— start —
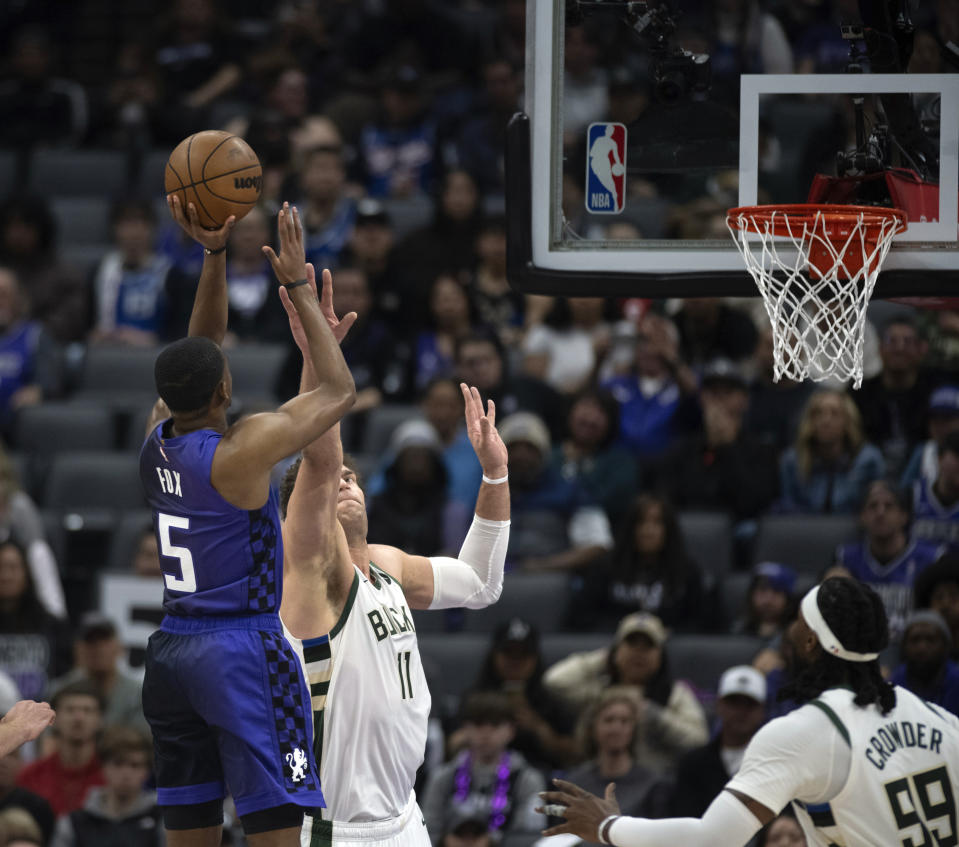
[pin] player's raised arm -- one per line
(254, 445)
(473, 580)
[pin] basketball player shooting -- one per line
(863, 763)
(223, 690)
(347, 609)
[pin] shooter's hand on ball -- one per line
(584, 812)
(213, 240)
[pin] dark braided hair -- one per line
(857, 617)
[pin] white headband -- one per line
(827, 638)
— end —
— start —
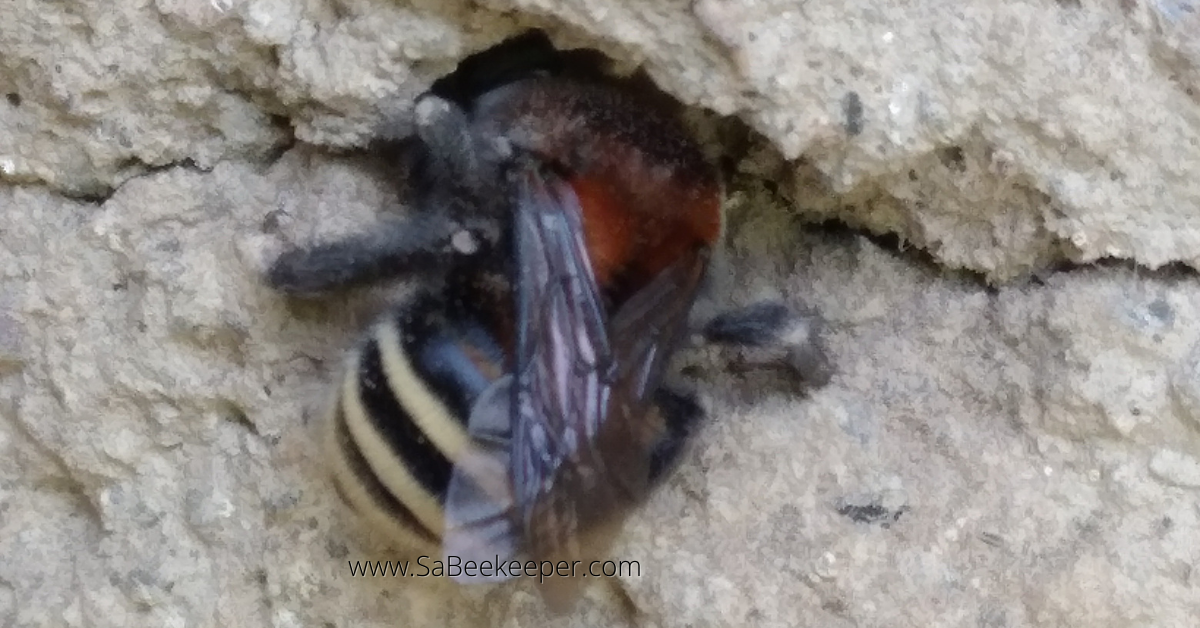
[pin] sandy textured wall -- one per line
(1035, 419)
— end —
In how many rows of the records does the string "line" appear? Reply with the number alone.

6